Assignment - Skip the pictures. Copy all the rest of the records down exactly.

Material for this task -
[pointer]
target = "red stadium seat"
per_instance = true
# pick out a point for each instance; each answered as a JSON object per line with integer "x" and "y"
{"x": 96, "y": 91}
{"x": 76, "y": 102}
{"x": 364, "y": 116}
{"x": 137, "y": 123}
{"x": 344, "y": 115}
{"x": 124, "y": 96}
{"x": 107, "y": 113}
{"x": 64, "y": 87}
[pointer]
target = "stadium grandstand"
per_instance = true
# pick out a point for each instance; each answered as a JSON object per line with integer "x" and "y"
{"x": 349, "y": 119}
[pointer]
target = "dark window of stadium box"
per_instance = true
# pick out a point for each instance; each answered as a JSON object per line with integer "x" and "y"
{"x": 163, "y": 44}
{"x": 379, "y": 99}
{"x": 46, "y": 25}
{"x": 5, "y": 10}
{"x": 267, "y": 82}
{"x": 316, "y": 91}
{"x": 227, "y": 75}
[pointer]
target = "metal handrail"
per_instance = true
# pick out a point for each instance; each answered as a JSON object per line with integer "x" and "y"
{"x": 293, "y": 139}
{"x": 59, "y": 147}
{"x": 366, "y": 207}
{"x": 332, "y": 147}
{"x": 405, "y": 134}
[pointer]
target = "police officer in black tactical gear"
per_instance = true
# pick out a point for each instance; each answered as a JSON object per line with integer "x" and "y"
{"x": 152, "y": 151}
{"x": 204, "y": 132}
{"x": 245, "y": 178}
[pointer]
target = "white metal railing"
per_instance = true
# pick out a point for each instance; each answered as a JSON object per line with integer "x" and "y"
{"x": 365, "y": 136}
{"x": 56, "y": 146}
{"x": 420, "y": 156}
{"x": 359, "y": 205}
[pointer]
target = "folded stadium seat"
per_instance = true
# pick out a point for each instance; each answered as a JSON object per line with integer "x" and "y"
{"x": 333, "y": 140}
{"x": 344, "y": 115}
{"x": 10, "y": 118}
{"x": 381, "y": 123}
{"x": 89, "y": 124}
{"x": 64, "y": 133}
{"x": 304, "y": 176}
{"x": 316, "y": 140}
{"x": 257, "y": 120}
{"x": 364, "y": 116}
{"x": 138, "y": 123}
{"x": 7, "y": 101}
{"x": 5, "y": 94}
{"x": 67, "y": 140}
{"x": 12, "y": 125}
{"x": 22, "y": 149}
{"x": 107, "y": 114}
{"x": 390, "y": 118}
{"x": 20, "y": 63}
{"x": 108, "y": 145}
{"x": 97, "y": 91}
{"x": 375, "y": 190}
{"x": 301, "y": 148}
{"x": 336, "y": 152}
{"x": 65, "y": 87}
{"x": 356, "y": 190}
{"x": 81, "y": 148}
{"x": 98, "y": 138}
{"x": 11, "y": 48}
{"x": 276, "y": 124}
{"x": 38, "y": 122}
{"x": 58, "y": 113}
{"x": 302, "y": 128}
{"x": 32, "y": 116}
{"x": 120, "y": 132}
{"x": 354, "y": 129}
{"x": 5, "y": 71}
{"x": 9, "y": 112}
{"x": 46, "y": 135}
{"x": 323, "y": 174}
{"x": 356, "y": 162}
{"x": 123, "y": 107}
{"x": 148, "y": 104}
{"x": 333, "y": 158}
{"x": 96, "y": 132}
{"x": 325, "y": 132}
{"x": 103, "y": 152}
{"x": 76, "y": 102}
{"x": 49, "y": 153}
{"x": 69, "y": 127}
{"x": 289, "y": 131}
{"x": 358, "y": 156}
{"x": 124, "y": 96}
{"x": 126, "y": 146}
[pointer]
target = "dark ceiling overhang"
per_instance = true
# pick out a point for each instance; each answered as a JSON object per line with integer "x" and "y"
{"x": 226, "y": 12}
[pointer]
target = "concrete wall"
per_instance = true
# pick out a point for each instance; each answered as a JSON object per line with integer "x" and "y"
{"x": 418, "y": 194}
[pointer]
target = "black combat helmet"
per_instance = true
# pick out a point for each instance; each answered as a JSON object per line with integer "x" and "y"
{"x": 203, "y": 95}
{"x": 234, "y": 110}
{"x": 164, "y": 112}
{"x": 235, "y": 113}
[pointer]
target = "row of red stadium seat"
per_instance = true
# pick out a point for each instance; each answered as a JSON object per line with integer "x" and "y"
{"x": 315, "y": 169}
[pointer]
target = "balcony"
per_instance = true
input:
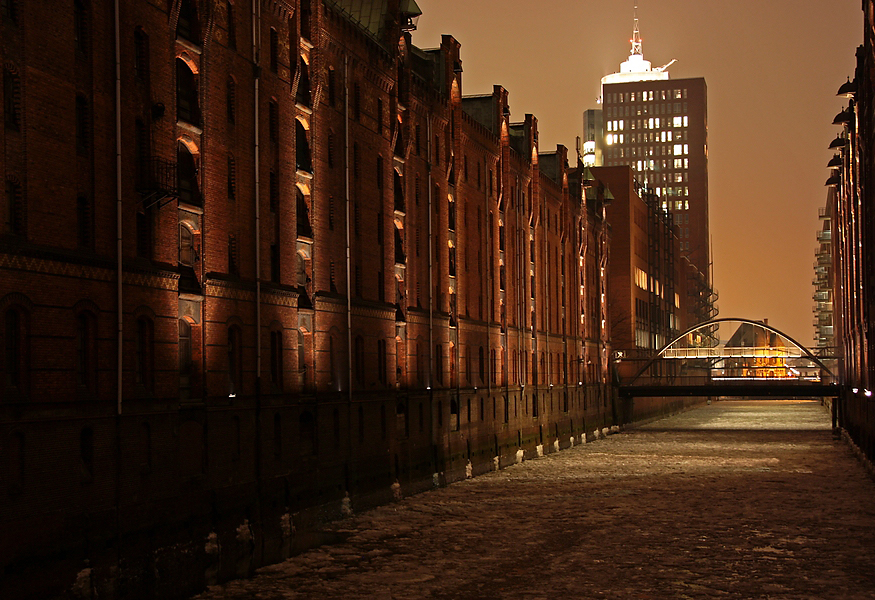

Solution -
[pointer]
target = "red stadium seat"
per_instance = true
# pick out a point for each instance; each answered as a JSON object per line with integer "x" and "y"
{"x": 96, "y": 91}
{"x": 76, "y": 102}
{"x": 364, "y": 116}
{"x": 137, "y": 123}
{"x": 344, "y": 115}
{"x": 124, "y": 96}
{"x": 107, "y": 113}
{"x": 64, "y": 87}
[pointer]
target = "stadium grandstand"
per_instance = true
# pick out a point for each instance; each answered as a JSON object per line with integer "x" and "y"
{"x": 349, "y": 119}
[pointer]
target = "dark window of stadium box"
per_instance = true
# pick out a point for each instance; each answered as a JSON object per line with integer "x" and "y"
{"x": 163, "y": 44}
{"x": 379, "y": 99}
{"x": 46, "y": 25}
{"x": 5, "y": 10}
{"x": 267, "y": 82}
{"x": 316, "y": 91}
{"x": 227, "y": 75}
[pointer]
target = "metal handrail"
per_instance = true
# pick out a point for each instance; each answered as a JSON object per line with integer "x" and "y"
{"x": 293, "y": 139}
{"x": 59, "y": 147}
{"x": 366, "y": 207}
{"x": 332, "y": 147}
{"x": 405, "y": 134}
[pointer]
target = "police officer in black tactical gear"
per_instance = true
# pick out a point for each instance; each answered as a JSON object per line with integer "x" and "y"
{"x": 152, "y": 151}
{"x": 204, "y": 132}
{"x": 245, "y": 178}
[pointer]
target = "white metal railing"
per_instance = true
# pick out a point for each instance; each answered as a JSON object per line with integer "x" and "y"
{"x": 365, "y": 136}
{"x": 56, "y": 146}
{"x": 420, "y": 156}
{"x": 359, "y": 205}
[pointer]
target = "folded stadium seat"
per_instance = true
# pick out a point for each instance; each answered as a JSON object per line with integer "x" and "y"
{"x": 333, "y": 140}
{"x": 344, "y": 115}
{"x": 10, "y": 118}
{"x": 381, "y": 123}
{"x": 89, "y": 124}
{"x": 64, "y": 133}
{"x": 304, "y": 176}
{"x": 316, "y": 140}
{"x": 257, "y": 120}
{"x": 364, "y": 116}
{"x": 138, "y": 123}
{"x": 7, "y": 101}
{"x": 5, "y": 94}
{"x": 67, "y": 140}
{"x": 12, "y": 125}
{"x": 22, "y": 149}
{"x": 107, "y": 114}
{"x": 390, "y": 118}
{"x": 20, "y": 63}
{"x": 108, "y": 145}
{"x": 97, "y": 91}
{"x": 375, "y": 190}
{"x": 301, "y": 148}
{"x": 336, "y": 152}
{"x": 65, "y": 87}
{"x": 356, "y": 190}
{"x": 81, "y": 148}
{"x": 98, "y": 138}
{"x": 11, "y": 48}
{"x": 276, "y": 124}
{"x": 38, "y": 122}
{"x": 58, "y": 113}
{"x": 302, "y": 128}
{"x": 32, "y": 116}
{"x": 120, "y": 132}
{"x": 354, "y": 129}
{"x": 5, "y": 71}
{"x": 9, "y": 112}
{"x": 46, "y": 135}
{"x": 323, "y": 174}
{"x": 356, "y": 162}
{"x": 123, "y": 107}
{"x": 148, "y": 104}
{"x": 333, "y": 158}
{"x": 96, "y": 132}
{"x": 325, "y": 132}
{"x": 103, "y": 152}
{"x": 76, "y": 102}
{"x": 49, "y": 153}
{"x": 69, "y": 127}
{"x": 289, "y": 131}
{"x": 358, "y": 156}
{"x": 124, "y": 96}
{"x": 126, "y": 146}
[pointer]
target = "dark ceiling overhang"
per_instance = true
# pick out a point for each instance; each answered as a JSON object per line with integer "x" and "y"
{"x": 226, "y": 12}
[pointer]
target = "concrete wall"
per_instance = true
# pick out a point for each instance; each answered as a JSON object per line with integer "x" and "y"
{"x": 418, "y": 194}
[pointer]
target = "black combat helmet"
per_instance = true
# pick out a point for each instance; each answered as a JSON object per line with integer "x" and "y"
{"x": 203, "y": 95}
{"x": 234, "y": 110}
{"x": 164, "y": 112}
{"x": 235, "y": 113}
[pointer]
target = "row of red stadium seat"
per_instance = true
# pick out a point for each instance; each answered as a JSON object per line with integer "x" and "y"
{"x": 315, "y": 169}
[pointer]
target = "balcony"
per_instance = true
input:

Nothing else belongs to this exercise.